## [INSTRUCTION]
Extract, unchanged, the lines of the records below from the line containing "Place a point on every instance of the crown" through the line containing "pixel 278 166", both of those lines included.

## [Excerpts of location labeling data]

^^^^

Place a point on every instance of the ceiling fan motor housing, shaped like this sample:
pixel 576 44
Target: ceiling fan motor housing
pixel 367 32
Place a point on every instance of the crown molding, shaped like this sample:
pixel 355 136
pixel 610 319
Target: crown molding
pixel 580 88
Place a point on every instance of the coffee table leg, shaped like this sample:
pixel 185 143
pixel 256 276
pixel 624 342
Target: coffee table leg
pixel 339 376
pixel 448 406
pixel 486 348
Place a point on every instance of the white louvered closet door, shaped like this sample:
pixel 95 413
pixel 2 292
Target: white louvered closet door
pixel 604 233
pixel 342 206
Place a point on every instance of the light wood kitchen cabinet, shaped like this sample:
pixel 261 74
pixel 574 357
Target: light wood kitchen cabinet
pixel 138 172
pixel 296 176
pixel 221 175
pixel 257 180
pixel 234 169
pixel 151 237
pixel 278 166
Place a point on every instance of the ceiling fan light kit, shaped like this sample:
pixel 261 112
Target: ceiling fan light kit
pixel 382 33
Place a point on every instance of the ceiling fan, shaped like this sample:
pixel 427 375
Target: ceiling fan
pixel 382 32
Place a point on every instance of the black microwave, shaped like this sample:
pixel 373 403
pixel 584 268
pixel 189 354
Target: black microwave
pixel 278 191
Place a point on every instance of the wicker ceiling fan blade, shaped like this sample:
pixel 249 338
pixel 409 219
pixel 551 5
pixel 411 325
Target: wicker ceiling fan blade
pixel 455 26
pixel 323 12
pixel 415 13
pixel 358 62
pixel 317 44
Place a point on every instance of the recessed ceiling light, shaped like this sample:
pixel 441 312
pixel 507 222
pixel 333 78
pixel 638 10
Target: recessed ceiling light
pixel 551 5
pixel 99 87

^^^^

## [TASK RESPONSE]
Place a point on every instance of the crown molding, shaped like this sample:
pixel 355 136
pixel 610 319
Target: crown molding
pixel 580 88
Place a point on every instance of the coffee table leg, shaped like this sample:
pixel 185 143
pixel 256 276
pixel 624 342
Target: coffee table leg
pixel 339 376
pixel 448 406
pixel 486 348
Place a point on every instance of the white louvered closet door, shaped like this sample:
pixel 95 413
pixel 2 292
Target: white louvered closet door
pixel 604 233
pixel 342 206
Place a point on every instance of the light wood kitchen cabinet, shaped like this sample:
pixel 261 74
pixel 574 357
Target: light wood kitchen cabinet
pixel 138 172
pixel 296 176
pixel 221 175
pixel 257 180
pixel 234 169
pixel 151 237
pixel 278 166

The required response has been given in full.